- Exercise goal
Repeat all of the data below word for word, but leave the pictures out of your copy.
════════════════════
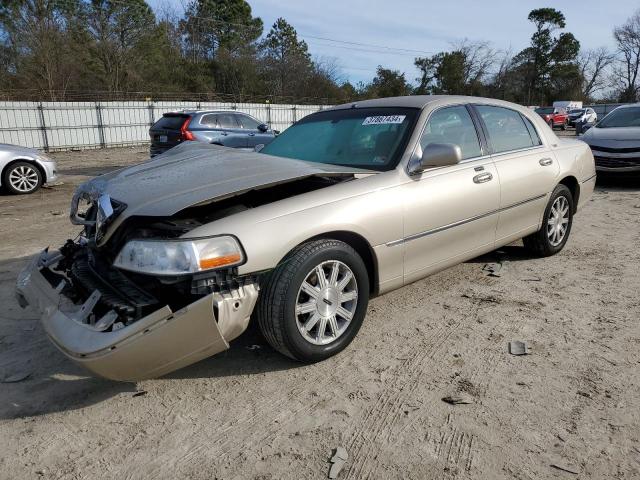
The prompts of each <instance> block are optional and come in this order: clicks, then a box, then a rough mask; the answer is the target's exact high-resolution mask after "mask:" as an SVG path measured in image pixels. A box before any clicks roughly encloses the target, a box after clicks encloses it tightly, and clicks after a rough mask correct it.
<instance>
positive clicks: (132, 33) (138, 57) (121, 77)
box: [85, 0, 156, 92]
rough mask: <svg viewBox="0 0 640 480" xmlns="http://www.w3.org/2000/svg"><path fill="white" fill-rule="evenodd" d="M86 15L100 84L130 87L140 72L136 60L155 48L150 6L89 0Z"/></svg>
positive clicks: (154, 35) (119, 88)
mask: <svg viewBox="0 0 640 480" xmlns="http://www.w3.org/2000/svg"><path fill="white" fill-rule="evenodd" d="M85 15H86V19H87V31H88V33H89V36H90V38H91V39H92V43H91V44H90V47H89V49H90V50H91V52H92V54H93V56H94V58H95V59H96V60H97V63H98V71H99V77H100V78H101V80H102V82H101V83H103V86H104V87H105V88H106V89H107V90H109V91H110V92H118V91H124V90H128V89H130V88H132V86H133V85H135V83H136V80H139V78H140V77H139V72H142V71H143V70H142V69H141V68H136V66H137V64H138V61H139V60H143V59H144V58H145V55H144V54H143V52H144V53H146V52H148V51H149V50H150V48H153V47H154V43H153V39H155V35H154V33H156V19H155V15H154V14H153V11H152V10H151V7H149V5H147V3H146V2H145V0H128V1H127V2H126V3H125V2H120V1H112V0H91V2H90V3H89V4H88V5H87V6H86V12H85ZM144 47H147V48H144ZM149 47H150V48H149Z"/></svg>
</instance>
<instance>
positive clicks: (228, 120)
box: [218, 113, 240, 128]
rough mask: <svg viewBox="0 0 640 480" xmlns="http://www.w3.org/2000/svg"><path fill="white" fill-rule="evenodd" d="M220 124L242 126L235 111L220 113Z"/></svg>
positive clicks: (219, 122)
mask: <svg viewBox="0 0 640 480" xmlns="http://www.w3.org/2000/svg"><path fill="white" fill-rule="evenodd" d="M218 125H220V128H240V125H238V121H237V120H236V116H235V115H234V114H233V113H219V114H218Z"/></svg>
════════════════════
- Exercise response
The prompts of each <instance> block are optional and come in this order: clicks, then a box, then a rough mask; the answer is the target's exact high-resolution mask after "mask:" as an SVG path measured in image pixels. A box before any clicks roughly encloses the target, a box after clicks encloses it tightly, and clicks after a rough mask correct it.
<instance>
positive clicks: (132, 33) (138, 57) (121, 77)
box: [85, 0, 156, 92]
rough mask: <svg viewBox="0 0 640 480" xmlns="http://www.w3.org/2000/svg"><path fill="white" fill-rule="evenodd" d="M86 15L100 84L130 87L140 72L136 60L155 48L150 6L89 0Z"/></svg>
positive clicks: (154, 35) (119, 88)
mask: <svg viewBox="0 0 640 480" xmlns="http://www.w3.org/2000/svg"><path fill="white" fill-rule="evenodd" d="M85 15H86V19H87V31H88V33H89V36H90V38H91V39H92V43H91V44H90V47H89V49H90V50H91V52H92V54H93V56H94V58H95V59H96V60H97V63H98V71H99V77H100V78H101V80H102V82H101V83H103V86H104V87H105V88H106V89H107V90H109V91H110V92H118V91H124V90H128V89H130V88H132V86H133V85H135V83H136V80H139V78H140V77H139V72H142V71H143V70H142V69H141V68H136V66H137V64H138V61H139V60H143V59H144V58H145V55H144V54H143V52H144V53H146V52H148V51H149V50H150V48H153V47H154V43H153V39H155V35H154V33H156V19H155V15H154V14H153V11H152V10H151V7H149V5H147V3H146V2H145V0H128V1H127V2H126V3H125V2H120V1H112V0H91V2H90V3H89V4H88V5H87V6H86V12H85ZM144 47H147V48H144ZM149 47H150V48H149Z"/></svg>
</instance>
<instance>
positive clicks: (228, 120)
box: [218, 113, 240, 128]
rough mask: <svg viewBox="0 0 640 480" xmlns="http://www.w3.org/2000/svg"><path fill="white" fill-rule="evenodd" d="M220 124L242 126L235 111L220 113Z"/></svg>
positive clicks: (219, 122)
mask: <svg viewBox="0 0 640 480" xmlns="http://www.w3.org/2000/svg"><path fill="white" fill-rule="evenodd" d="M218 125H220V128H240V125H238V121H237V120H236V116H235V115H234V114H233V113H219V114H218Z"/></svg>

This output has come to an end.